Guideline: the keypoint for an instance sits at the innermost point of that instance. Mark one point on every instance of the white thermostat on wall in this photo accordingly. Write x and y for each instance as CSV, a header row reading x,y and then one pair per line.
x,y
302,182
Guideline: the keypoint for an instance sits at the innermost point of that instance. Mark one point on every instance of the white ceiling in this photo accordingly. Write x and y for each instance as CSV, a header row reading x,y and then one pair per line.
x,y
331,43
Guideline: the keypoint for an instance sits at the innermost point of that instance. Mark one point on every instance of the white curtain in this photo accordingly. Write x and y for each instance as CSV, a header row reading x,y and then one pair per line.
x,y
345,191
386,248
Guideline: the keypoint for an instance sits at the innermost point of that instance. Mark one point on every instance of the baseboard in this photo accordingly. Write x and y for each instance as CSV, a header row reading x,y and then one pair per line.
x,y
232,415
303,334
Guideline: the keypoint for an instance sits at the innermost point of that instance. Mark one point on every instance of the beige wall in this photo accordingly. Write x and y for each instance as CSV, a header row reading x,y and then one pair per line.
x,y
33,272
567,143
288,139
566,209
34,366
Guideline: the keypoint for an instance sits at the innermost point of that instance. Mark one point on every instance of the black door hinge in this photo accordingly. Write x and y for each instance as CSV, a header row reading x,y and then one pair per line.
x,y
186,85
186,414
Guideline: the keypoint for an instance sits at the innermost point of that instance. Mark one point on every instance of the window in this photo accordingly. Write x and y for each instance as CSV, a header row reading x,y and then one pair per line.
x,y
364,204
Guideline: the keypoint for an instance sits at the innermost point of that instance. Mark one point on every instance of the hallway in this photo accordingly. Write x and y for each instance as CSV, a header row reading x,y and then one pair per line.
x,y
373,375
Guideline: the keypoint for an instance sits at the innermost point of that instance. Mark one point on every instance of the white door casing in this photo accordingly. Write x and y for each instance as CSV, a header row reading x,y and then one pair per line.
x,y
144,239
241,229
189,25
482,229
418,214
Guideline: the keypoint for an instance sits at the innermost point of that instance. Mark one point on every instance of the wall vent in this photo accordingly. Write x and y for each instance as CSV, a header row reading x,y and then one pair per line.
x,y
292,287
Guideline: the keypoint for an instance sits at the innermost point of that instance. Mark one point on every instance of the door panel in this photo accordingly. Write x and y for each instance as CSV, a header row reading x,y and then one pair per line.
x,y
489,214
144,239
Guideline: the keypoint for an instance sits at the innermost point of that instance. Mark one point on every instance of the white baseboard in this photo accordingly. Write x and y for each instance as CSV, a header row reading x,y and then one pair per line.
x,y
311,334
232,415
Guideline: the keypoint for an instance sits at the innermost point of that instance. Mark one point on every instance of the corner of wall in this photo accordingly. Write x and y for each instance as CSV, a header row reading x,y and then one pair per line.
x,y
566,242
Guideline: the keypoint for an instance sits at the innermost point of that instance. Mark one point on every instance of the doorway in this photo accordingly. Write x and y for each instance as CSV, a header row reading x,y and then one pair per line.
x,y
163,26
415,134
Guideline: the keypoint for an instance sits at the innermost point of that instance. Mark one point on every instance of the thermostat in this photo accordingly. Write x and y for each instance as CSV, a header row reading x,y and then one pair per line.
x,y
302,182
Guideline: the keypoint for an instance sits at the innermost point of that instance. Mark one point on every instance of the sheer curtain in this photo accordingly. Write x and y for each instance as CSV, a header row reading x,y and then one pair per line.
__________
SET EXERCISE:
Starting with the line containing "of the doorway" and continuing through the last line above, lay out those lines as a numbered list, leaving out any blank lines.

PROBLEM SOLUTION:
1. Guideline: the keypoint for an instance sits at the innermost point of that instance. Mark one point on every instance of the doorway in this photo accordingly. Write x and y for each instance as CSV, a header row reading x,y and then one pair per line.
2. x,y
3. 163,26
4. 415,134
5. Guideline: the keypoint for an instance sits at the innermost point of that instance. Mark one point on every instance of the thermostat in this photo accordingly. Write x and y for each instance as CSV, a header row reading x,y and then one pair per line.
6. x,y
7. 302,182
8. Guideline: the keypoint for an instance sits at the innermost point of that instance. Mark one point on every instance of the sheer curtain in this photo accordingly. Write x and y for each instance as CSV, a header row reading x,y and then one pair per line.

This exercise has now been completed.